━━ Exercise passage

Caveman: compressed LLM communication via telegraphic prose
What it proposes
Caveman is a Claude Code skill that instructs the LLM to respond in compressed, filler-free language by dropping articles, hedging, pleasantries, and connective fluff. It claims roughly 65% output token reduction (the README headline says 75%; the project’s own honest three-arm eval, which controls for a simple “be terse” baseline, shows the skill-specific contribution is narrower). A companion sub-tool, caveman-compress, rewrites instruction files (CLAUDE.md, memory files, preferences) into compressed prose so the LLM reads fewer input tokens on every session load, with measured savings around 35-60% on prose-heavy files while leaving code blocks, URLs, and technical terms untouched.
The underlying principle is more durable than the tool itself: natural-language instructions and LLM output both contain enormous amounts of filler that consumes tokens without improving accuracy or comprehension. The project cites a March 2026 arxiv paper (2604.00025) showing that brevity constraints can actually improve model accuracy on certain benchmarks, not just reduce cost. The insight is that verbosity is not a proxy for quality in LLM communication in either direction, and that systematically compressing the prose layer of human-to-model and model-to-human text is a legitimate optimization axis.

━━━━
━━ Records

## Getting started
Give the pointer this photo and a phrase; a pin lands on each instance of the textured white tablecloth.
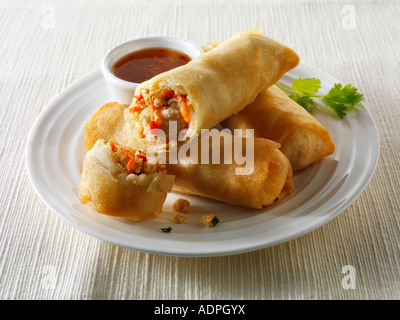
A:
(46, 45)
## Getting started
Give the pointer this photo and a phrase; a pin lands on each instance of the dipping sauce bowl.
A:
(122, 91)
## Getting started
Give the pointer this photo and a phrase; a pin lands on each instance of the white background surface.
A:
(47, 45)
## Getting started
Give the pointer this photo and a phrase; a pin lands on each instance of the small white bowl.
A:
(122, 91)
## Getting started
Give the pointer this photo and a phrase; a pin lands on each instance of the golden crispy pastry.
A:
(270, 181)
(273, 115)
(123, 183)
(211, 87)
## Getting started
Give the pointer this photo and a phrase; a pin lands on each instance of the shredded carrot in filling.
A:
(136, 163)
(155, 110)
(113, 146)
(184, 108)
(168, 93)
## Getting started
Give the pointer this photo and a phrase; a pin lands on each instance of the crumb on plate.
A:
(166, 230)
(209, 220)
(181, 205)
(179, 219)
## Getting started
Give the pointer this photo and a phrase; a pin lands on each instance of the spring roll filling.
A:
(134, 162)
(155, 109)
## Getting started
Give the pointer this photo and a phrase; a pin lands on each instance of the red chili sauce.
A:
(142, 65)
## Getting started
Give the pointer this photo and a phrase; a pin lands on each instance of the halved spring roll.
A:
(270, 181)
(211, 87)
(123, 183)
(273, 115)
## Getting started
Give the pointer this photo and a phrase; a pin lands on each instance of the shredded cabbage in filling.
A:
(155, 109)
(135, 163)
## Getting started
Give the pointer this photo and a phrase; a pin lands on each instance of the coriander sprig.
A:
(340, 98)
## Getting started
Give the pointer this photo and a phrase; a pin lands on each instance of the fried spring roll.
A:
(211, 87)
(123, 183)
(269, 181)
(273, 115)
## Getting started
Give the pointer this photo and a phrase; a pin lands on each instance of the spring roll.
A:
(273, 115)
(211, 87)
(270, 181)
(123, 183)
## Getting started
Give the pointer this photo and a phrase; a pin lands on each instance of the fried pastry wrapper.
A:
(273, 115)
(270, 181)
(123, 183)
(211, 87)
(267, 182)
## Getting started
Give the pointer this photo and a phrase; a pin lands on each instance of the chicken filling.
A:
(155, 109)
(135, 163)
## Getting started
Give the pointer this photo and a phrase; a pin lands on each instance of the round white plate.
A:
(55, 152)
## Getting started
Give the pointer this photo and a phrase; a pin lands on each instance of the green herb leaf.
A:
(307, 86)
(305, 101)
(340, 98)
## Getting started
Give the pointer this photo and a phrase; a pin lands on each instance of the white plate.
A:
(55, 153)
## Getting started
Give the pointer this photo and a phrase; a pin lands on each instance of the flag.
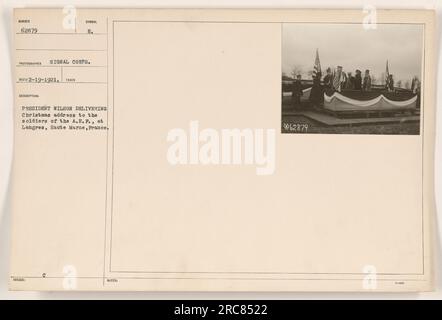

━━━━

Copy the stretch of the Caveman text from "Caveman: compressed LLM" through "technical terms untouched.", changing "filler-free" to "padding-free".

Caveman: compressed LLM communication via telegraphic prose
What it proposes
Caveman is a Claude Code skill that instructs the LLM to respond in compressed, padding-free language by dropping articles, hedging, pleasantries, and connective fluff. It claims roughly 65% output token reduction (the README headline says 75%; the project’s own honest three-arm eval, which controls for a simple “be terse” baseline, shows the skill-specific contribution is narrower). A companion sub-tool, caveman-compress, rewrites instruction files (CLAUDE.md, memory files, preferences) into compressed prose so the LLM reads fewer input tokens on every session load, with measured savings around 35-60% on prose-heavy files while leaving code blocks, URLs, and technical terms untouched.